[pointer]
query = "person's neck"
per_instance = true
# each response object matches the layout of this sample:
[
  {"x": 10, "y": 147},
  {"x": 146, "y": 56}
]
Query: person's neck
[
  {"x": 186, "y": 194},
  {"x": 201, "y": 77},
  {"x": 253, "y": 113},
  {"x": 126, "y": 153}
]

=====

> [Travail à réaliser]:
Renvoyez sans aucune modification toutes les lignes des enregistrements ci-dessus.

> [Réponse]:
[pointer]
query = "person's neck"
per_instance = true
# each response object matches the layout of this sample:
[
  {"x": 10, "y": 147},
  {"x": 146, "y": 56}
]
Query: person's neck
[
  {"x": 186, "y": 194},
  {"x": 201, "y": 77},
  {"x": 253, "y": 113},
  {"x": 126, "y": 153}
]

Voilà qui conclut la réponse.